**Исходный текст**
'''
Как вы относитесь к законодательному новшеству, которое сейчас рассматривается Думой: выделению бюджетным организациям — школам, больницам, музеям — денег из казны только за выполнение конкретных госзаданий, с тем чтобы недостающие для своего содержания суммы они зарабатывали сами?
Теоретически это выглядит, как возможность поддержки: раньше свои «побочные» заработки — скажем, за сдачу помещений в аренду — они обязаны были перечислять в бюджет. Но в реальности все зависит от конкретных формулировок будущего закона: ведь бюджетные учреждения, которые не смогут свести концы с концами, могут попасть под банкротство и лишиться помещений. Надеюсь, законодатели предусмотрят такую угрозу.
Инфляция в России за январь-февраль составила 2,5%. Это меньше, чем было год назад (4,1%). Что будет с ценами дальше?
Кризис в 2009 году съел тот денежный навес, который питал инфляцию — по крайней мере в ее монетарной части. Все получилось, как по учебнику рыночной экономики: денежная масса сильно сжалась, после чего с определенным лагом началось падение темпов инфляции. И этот процесс еще будет продолжаться в течение 2010 года. Думаю, что по его итогам мы увидим инфляцию порядка 8% — довольно низкий уровень для России.
Но все равно это в 2–3 раза больше, чем в развитых странах…
Пока не получается дойти до совсем уж низких показателей инфляции. Потому что в России очень большая доля регулируемых цен и тарифов, а механизм регулирования несовершенен. Что мы и наблюдаем сейчас, когда власти довольно существенно подняли тарифы на услуги ЖКХ, газ, электроэнергию, хотя каких-то объективных предпосылок к этому не было. И вторая причина роста цен — это административный монополизм. Он приводит к тому, что существует достаточно мощная, скрытая административная рента в экономике, которая неизбежно ведет к росту издержек и, соответственно, к определенному уровню инфляции. Причем речь идет не о монополизме по-американски, когда, к примеру, Microsoft захватывает огромную долю рынка и пытается через реализацию своих продуктов на этом рынке добиваться роста прибыли. У нас же очень тупой монополизм, замешанный на административной ренте, который просто обеспечивает доходы чиновников, участвующих в регулировании тех или иных видов деятельности.
Рубль вне политики
На днях замминистра экономического развития Андрей Клепач заявил, что рубль переоценен, его укрепление мешает развитию экономики, и желательно понизить курс хотя бы до 33 рублей за доллар. Готовиться ли нам к ослаблению рубля?
'''
**Извлечённые строки**
'''
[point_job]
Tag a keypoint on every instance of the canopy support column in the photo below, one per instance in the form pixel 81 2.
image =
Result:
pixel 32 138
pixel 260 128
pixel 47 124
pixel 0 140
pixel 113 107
'''
**Что сделать**
Перепишите фрагмент исходного текста, начиная со слов «Теоретически это выглядит, как» и заканчивая словами «с ценами дальше?», заменив «аренду» на «субаренду».

**Ответ**
Теоретически это выглядит, как возможность поддержки: раньше свои «побочные» заработки — скажем, за сдачу помещений в субаренду — они обязаны были перечислять в бюджет. Но в реальности все зависит от конкретных формулировок будущего закона: ведь бюджетные учреждения, которые не смогут свести концы с концами, могут попасть под банкротство и лишиться помещений. Надеюсь, законодатели предусмотрят такую угрозу.
Инфляция в России за январь-февраль составила 2,5%. Это меньше, чем было год назад (4,1%). Что будет с ценами дальше?